─── Extracted text
I have written test.ll as below and ran 'opt' on it as
" opt -std-compile-opts test.ll -S -o -" . But the output shows that
there
is code motion around the barrier intrinsics.
test.ll
-------
; ModuleID = 'test.bc'
define void @test(i16* %I_0, i16* %I_1, i16* %I_2, i16* %I_3, i16* %O_0) {
entry:
%T_0 = load volatile i16* %I_0
%T_1 = load volatile i16* %I_1
%T_2 = load volatile i16* %I_2
%T_3 = load volatile i16* %I_3
call void @llvm.nvvm.barrier0()
%T_5 = add i16 %T_1, %T_3
call void @llvm.nvvm.barrier0()
%T_7 = mul i16 %T_0, %T_2
%T_8 = xor i16 %T_2, %T_0
%T_9 = mul i16 %T_0, %T_1
call void @llvm.nvvm.barrier0()
%T_11 = sub i16 %T_7, %T_5
%T_12 = add i16 %T_8, %T_9
%T_13 = add i16 %T_11, %T_12
store volatile i16 %T_13, i16* %O_0
ret void
}
;declare i32 @llvm.nvvm.read.ptx.sreg.tid.x()
declare void @llvm.nvvm.barrier0()
output
---------
define void @test(i16* nocapture %I_0, i16* nocapture %I_1, i16* nocapture
%I_2, i16* nocapture %I_3, i16* nocapture %O_0) nounwind {
entry:
%T_0 = load volatile i16* %I_0
%T_1 = load volatile i16* %I_1
%T_2 = load volatile i16* %I_2
%T_3 = load volatile i16* %I_3
tail call void @llvm.nvvm.barrier0()
tail call void @llvm.nvvm.barrier0()
%T_8 = xor i16 %T_2, %T_0
tail call void @llvm.nvvm.barrier0()
──────
─── Record extracts
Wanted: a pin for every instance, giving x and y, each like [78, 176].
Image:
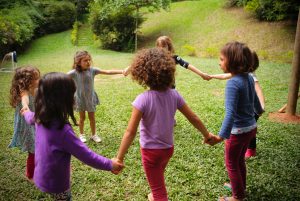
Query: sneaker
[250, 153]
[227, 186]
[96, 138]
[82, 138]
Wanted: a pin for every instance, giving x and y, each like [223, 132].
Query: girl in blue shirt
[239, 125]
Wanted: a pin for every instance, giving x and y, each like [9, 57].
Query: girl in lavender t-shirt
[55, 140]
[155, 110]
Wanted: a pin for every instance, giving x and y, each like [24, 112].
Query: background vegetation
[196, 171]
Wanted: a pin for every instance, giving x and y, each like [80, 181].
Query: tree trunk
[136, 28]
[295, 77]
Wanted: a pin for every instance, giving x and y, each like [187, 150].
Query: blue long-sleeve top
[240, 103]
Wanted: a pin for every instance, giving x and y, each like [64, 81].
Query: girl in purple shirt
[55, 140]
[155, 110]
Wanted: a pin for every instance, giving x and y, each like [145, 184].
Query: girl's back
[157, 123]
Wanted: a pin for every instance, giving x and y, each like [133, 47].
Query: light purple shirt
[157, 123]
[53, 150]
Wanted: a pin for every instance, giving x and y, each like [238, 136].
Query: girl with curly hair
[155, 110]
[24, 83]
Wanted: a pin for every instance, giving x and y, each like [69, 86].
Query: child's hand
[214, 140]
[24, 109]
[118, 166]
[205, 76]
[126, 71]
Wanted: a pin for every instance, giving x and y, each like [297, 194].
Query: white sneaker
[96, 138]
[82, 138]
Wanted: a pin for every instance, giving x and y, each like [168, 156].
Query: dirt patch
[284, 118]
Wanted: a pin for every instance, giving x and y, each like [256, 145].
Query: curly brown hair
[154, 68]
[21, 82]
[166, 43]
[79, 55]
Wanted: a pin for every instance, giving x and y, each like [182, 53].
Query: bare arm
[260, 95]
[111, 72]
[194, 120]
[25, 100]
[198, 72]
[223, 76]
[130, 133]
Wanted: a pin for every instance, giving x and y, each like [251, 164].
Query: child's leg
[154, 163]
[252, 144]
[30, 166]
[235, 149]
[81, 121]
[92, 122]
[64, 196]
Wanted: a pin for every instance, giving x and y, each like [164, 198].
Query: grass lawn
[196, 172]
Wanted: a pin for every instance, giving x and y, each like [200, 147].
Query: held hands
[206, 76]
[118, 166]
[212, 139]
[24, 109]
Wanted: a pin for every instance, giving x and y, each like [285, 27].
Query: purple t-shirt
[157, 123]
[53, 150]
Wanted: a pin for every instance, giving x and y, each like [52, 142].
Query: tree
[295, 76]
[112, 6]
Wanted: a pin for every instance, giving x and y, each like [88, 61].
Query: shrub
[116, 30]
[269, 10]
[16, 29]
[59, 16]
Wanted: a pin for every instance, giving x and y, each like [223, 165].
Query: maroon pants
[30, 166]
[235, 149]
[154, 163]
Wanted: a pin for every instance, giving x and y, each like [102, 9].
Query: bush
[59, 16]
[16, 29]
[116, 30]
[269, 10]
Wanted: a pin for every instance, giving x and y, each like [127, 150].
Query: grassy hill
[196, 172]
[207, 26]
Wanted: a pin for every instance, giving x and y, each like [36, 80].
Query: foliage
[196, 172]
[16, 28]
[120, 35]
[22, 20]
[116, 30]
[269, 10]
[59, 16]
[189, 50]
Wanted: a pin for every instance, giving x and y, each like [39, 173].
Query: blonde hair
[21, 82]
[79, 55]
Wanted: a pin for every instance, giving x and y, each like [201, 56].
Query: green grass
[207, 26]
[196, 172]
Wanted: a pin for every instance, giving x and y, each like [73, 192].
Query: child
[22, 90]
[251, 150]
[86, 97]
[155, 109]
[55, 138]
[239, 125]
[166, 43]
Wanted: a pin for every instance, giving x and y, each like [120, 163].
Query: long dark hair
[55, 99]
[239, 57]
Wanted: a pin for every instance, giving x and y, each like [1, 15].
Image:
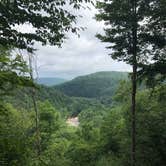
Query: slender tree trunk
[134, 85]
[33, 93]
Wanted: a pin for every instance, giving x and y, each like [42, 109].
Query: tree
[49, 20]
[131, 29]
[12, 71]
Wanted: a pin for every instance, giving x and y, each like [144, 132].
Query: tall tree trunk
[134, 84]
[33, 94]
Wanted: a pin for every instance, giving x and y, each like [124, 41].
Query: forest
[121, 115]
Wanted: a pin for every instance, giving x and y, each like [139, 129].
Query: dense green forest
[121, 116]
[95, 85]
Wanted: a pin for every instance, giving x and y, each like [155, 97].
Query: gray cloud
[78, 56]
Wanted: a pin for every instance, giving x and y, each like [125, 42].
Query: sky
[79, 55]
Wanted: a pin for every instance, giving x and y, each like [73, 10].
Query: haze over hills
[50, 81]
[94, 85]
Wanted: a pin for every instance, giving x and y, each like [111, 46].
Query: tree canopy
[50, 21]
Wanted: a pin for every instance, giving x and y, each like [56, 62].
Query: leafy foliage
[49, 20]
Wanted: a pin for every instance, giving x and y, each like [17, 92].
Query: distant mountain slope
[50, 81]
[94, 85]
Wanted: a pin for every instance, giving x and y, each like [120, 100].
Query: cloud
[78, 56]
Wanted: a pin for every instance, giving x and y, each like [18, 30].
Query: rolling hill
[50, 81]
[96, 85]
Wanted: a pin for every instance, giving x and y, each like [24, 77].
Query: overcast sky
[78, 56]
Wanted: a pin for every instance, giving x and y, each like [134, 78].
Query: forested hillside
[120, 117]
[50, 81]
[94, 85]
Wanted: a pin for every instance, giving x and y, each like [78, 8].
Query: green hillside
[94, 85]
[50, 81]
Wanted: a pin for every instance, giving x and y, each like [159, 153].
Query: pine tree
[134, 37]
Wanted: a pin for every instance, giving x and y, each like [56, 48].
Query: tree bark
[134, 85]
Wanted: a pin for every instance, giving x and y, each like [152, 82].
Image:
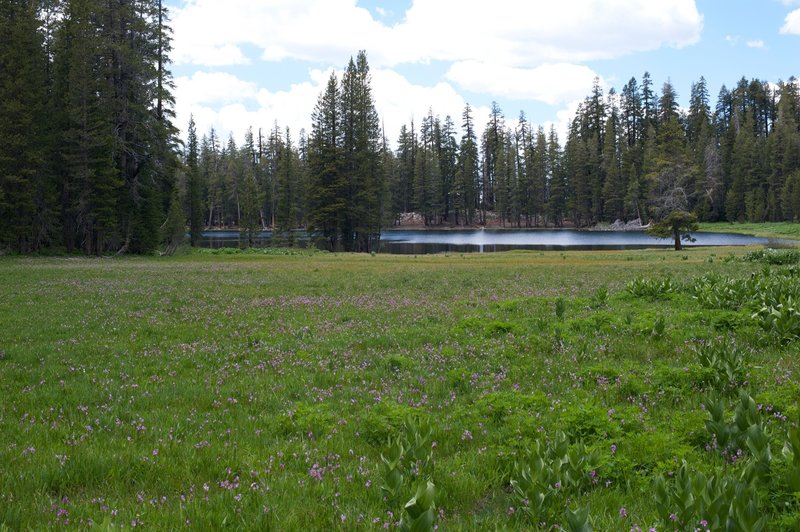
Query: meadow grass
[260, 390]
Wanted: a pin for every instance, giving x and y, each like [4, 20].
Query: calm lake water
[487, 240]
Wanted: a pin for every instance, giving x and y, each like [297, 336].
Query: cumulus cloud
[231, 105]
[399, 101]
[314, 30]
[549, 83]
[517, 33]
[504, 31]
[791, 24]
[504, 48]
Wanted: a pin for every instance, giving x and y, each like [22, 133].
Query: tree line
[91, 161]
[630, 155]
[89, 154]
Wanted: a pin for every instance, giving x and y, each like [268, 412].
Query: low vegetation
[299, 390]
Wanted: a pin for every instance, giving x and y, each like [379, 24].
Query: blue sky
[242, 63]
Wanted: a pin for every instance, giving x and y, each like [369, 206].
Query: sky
──────
**What you need to do:**
[1] According to the barrier intrinsics post, what does the output show?
[2] Please extract the barrier intrinsics post from "I have written" to "the barrier intrinsics.".

**Per-task outputs:**
[1] It shows code motion around the barrier intrinsics.

[2]
I have written test.ll as below and ran 'opt' on it as
" opt -std-compile-opts test.ll -S -o -" . But the output shows that
there
is code motion around the barrier intrinsics.